## Problem statement
Please answer these questions from the passage on health care data in the cloud below, one answer per line:
1. For how many years after a patient's discharge does HIPAA require data to be stored?
2. By what percentage has CT data increased?
3. What kind of cloud provider does the passage say must be familiar with HIPAA and other regulations?

## Excerpted passage
Issues related to health care data on the cloud (John & Shenoy, 2014):

  1. The number of MIR data has doubled in a decade, and CT data has increased by 50%, increasing the number of images primary providers are requesting on their patient to improve and create informed patient care. Thus, there is a need for hyper-scale cloud features.
  2. Health Insurance Portability and Accountability Act (HIPAA) requires data to be stored for six years after a patient has been discharged therefore increasing the volume of data. Consequently, there is another need for hyper-scale cloud features.
  3. Healthcare data should be able to be sharing medical data from anywhere and at any time per the Health Information Technology for Economic and Clinical Heath Act (HITECH) and American Recover and Reinvestment Act (ARRA), which aim to reduce duplication of data and improve data quality and access. HIPAA has created security regulations on data backup, recovery, and access. Hence, there is a need to have a community cloud provider familiar with HIPAA and other Regulations.
  4. Each hospital system is developed in silos or purchased from different suppliers. Thus, if data is shared, it may not be in the format that is easily received by the other Thus a common architecture and data model must be developed.  This can be resolved under a community cloud.

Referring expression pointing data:

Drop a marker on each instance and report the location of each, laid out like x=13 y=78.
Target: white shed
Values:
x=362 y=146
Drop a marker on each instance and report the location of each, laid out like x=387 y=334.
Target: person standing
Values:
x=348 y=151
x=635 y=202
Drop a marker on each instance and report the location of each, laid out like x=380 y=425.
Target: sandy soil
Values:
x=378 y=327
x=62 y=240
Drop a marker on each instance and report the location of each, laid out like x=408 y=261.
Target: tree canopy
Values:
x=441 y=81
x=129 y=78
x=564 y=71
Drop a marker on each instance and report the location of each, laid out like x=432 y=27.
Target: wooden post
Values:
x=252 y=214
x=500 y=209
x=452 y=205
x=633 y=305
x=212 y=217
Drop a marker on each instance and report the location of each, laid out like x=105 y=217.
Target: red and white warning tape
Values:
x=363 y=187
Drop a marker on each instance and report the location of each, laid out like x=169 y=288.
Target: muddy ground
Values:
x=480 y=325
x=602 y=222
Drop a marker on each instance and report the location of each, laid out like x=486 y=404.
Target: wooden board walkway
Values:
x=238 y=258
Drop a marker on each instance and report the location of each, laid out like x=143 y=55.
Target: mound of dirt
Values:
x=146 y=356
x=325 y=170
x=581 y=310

## Worked solution
1. Six years
2. 50%
3. A community cloud provider